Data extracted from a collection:

START

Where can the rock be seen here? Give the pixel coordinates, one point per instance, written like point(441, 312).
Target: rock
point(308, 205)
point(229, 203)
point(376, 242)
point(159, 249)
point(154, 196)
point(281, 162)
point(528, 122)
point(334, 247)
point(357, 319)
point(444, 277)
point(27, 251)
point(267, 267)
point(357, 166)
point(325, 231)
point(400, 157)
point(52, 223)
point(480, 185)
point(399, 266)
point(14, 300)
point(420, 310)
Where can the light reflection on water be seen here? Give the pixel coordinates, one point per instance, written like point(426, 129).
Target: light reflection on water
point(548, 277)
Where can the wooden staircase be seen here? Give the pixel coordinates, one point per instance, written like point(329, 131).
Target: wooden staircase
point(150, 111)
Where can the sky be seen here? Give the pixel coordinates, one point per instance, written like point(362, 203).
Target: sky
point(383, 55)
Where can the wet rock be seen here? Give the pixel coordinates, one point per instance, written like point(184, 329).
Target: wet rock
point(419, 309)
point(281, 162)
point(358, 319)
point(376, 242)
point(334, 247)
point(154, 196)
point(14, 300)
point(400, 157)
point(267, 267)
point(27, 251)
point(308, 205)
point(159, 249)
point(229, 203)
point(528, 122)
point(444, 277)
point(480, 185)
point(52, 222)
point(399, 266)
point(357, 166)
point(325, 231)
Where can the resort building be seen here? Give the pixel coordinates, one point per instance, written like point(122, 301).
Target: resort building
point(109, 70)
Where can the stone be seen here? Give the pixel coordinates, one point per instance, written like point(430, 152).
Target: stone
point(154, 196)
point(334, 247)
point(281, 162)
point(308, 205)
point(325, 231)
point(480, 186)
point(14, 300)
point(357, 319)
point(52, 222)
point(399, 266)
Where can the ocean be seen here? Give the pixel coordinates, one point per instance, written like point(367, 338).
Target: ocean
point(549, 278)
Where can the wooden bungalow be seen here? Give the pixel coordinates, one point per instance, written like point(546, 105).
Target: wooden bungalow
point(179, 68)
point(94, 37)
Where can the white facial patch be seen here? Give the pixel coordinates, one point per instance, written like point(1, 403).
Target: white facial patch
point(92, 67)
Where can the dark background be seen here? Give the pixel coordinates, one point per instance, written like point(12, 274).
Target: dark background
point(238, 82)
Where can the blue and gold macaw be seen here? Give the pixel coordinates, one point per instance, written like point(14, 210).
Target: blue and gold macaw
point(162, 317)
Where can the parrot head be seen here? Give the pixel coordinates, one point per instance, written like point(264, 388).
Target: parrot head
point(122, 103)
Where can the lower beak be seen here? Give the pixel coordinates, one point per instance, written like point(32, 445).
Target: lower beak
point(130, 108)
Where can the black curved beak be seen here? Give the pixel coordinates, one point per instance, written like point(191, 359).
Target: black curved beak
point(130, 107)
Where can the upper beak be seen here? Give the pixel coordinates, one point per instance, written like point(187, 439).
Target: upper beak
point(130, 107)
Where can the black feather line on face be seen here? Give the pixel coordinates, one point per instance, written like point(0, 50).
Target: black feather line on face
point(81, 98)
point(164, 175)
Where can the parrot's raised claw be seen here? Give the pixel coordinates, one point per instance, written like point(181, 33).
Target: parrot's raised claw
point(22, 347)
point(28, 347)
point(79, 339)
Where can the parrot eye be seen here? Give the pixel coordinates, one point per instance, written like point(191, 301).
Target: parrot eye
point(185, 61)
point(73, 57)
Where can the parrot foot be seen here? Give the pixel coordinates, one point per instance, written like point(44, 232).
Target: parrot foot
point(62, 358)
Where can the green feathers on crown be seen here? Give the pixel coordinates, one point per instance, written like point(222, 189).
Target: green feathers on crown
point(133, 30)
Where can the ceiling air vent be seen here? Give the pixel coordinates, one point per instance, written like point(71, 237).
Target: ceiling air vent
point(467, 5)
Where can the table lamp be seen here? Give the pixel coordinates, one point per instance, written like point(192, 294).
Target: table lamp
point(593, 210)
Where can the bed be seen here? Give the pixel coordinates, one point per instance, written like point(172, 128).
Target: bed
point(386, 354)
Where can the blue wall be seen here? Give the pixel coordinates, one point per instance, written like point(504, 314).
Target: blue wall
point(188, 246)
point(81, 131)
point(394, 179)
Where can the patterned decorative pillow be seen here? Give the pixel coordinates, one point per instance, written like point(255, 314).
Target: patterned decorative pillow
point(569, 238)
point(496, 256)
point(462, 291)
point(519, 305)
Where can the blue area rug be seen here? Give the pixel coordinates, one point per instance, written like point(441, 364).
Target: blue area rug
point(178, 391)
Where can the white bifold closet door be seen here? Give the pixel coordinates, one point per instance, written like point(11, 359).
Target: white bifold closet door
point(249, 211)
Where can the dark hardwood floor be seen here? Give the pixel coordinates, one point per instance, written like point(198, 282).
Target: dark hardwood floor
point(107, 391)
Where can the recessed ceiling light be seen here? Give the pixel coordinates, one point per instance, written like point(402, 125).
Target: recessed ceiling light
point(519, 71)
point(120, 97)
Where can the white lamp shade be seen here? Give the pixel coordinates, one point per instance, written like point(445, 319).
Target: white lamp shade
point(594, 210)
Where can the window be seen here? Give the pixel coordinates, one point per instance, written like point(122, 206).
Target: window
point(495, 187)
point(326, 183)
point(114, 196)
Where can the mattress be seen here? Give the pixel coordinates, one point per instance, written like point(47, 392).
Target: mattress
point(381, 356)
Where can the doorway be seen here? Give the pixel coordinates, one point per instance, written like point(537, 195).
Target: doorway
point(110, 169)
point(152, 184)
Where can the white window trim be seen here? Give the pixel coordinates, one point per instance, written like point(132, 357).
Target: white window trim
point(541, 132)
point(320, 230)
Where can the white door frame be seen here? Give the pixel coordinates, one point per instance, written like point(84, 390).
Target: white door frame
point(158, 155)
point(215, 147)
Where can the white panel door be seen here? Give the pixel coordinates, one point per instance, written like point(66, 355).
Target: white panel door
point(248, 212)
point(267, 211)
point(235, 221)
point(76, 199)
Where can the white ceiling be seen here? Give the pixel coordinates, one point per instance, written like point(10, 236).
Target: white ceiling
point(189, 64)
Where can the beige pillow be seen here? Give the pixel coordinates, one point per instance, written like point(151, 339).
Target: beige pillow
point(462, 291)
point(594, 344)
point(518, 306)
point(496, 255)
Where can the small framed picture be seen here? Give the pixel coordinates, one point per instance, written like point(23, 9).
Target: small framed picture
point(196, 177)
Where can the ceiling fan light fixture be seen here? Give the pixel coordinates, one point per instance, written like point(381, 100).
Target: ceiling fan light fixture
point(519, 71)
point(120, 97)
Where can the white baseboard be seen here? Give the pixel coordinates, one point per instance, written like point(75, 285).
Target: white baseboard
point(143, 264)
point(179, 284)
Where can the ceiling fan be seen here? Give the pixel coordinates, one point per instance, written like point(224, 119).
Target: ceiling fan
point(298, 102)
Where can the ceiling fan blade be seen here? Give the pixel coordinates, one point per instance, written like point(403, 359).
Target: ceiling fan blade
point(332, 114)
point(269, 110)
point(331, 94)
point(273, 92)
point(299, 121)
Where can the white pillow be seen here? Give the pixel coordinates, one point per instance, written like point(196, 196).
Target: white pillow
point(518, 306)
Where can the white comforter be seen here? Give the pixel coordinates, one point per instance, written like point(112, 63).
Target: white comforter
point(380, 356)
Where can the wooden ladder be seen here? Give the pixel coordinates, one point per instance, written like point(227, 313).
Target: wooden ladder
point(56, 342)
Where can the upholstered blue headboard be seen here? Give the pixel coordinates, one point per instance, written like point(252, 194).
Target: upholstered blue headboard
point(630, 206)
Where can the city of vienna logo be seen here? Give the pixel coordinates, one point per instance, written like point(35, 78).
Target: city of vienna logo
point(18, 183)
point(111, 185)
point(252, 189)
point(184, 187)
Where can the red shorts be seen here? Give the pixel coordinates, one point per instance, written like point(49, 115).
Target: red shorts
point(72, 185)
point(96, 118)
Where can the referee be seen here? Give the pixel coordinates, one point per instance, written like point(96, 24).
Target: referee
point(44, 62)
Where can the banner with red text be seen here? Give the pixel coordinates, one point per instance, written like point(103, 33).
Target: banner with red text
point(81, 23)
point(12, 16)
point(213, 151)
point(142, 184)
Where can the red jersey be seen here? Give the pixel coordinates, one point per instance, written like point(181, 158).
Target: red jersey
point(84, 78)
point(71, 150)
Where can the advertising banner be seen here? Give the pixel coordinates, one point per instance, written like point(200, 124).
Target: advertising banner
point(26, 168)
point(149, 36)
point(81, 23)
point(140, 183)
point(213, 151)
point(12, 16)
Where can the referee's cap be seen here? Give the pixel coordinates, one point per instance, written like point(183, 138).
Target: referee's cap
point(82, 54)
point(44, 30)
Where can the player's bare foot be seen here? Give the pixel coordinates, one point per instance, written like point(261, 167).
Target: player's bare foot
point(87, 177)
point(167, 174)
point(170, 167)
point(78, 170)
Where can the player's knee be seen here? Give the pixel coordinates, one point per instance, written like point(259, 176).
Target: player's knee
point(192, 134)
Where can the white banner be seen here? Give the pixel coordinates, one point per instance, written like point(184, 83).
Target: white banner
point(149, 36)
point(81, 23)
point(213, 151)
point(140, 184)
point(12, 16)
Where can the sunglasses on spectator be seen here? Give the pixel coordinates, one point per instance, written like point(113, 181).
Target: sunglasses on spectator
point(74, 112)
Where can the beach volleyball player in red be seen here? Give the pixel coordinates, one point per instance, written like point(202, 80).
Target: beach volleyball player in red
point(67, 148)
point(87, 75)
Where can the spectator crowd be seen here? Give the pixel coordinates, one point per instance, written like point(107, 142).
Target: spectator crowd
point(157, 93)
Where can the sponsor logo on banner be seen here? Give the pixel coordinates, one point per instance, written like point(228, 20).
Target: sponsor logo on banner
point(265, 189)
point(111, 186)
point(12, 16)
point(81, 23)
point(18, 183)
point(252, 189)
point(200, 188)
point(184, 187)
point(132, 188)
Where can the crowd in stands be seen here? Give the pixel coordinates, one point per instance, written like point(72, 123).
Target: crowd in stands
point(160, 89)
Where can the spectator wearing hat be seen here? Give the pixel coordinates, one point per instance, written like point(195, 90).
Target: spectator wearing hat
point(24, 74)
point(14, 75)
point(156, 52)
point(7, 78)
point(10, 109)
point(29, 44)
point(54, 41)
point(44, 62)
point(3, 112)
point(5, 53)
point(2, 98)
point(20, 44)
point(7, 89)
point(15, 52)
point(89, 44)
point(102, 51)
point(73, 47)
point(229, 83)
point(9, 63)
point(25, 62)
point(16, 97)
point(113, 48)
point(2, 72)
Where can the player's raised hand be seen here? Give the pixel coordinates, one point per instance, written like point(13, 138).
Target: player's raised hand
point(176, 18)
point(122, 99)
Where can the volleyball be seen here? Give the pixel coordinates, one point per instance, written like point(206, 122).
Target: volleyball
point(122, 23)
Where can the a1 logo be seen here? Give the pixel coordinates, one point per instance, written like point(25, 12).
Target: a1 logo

END

Goal:
Rewrite the stretch of the data above, from the line containing "Where can the ceiling fan blade" through the line containing "point(44, 30)", as a JSON list of strings with one string per line. Include both of those lines and leave out any blank lines.

Exercise output:
[
  "Where can the ceiling fan blade be seen here? Give the pixel coordinates, one point per instance, written like point(403, 359).",
  "Target: ceiling fan blade",
  "point(332, 114)",
  "point(269, 110)",
  "point(331, 94)",
  "point(273, 92)",
  "point(299, 121)",
  "Where can the white pillow be seen here? Give the pixel coordinates, one point per instance, written like point(196, 196).",
  "Target: white pillow",
  "point(518, 306)",
  "Where can the white comforter be seen here? Give the pixel coordinates, one point per instance, written like point(112, 63).",
  "Target: white comforter",
  "point(380, 356)",
  "Where can the wooden ladder be seen here? Give the pixel coordinates, one point per instance, written like point(227, 313).",
  "Target: wooden ladder",
  "point(56, 342)",
  "Where can the upholstered blue headboard be seen here? Give the pixel coordinates, one point per instance, written like point(252, 194).",
  "Target: upholstered blue headboard",
  "point(630, 206)",
  "Where can the city of vienna logo be seen here? Give the pixel coordinates, one point per instance, written like point(35, 78).",
  "Target: city of vienna logo",
  "point(18, 183)",
  "point(111, 185)",
  "point(252, 189)",
  "point(184, 187)",
  "Where can the red shorts be seen here? Give the pixel coordinates, one point per instance, written like point(49, 115).",
  "Target: red shorts",
  "point(72, 185)",
  "point(96, 118)",
  "Where can the referee be seen here? Give the pixel coordinates, one point per instance, written like point(96, 24).",
  "Target: referee",
  "point(44, 62)",
  "Where can the banner with red text be seen here? Give the pixel coordinates, one point per instance, written like point(103, 33).",
  "Target: banner with red text",
  "point(81, 23)",
  "point(12, 16)",
  "point(213, 151)",
  "point(142, 184)",
  "Where can the red jersey be seen here? Give the pixel coordinates, one point per instance, written like point(181, 158).",
  "Target: red jersey",
  "point(84, 78)",
  "point(71, 150)",
  "Where can the advertising banner be seen here? Give the pixel coordinates, one point per instance, written like point(200, 124).",
  "Target: advertising banner",
  "point(26, 168)",
  "point(149, 36)",
  "point(81, 23)",
  "point(140, 183)",
  "point(213, 151)",
  "point(12, 16)",
  "Where can the referee's cap be seen here? Give the pixel coordinates, one point per instance, written like point(183, 138).",
  "Target: referee's cap",
  "point(82, 54)",
  "point(44, 30)"
]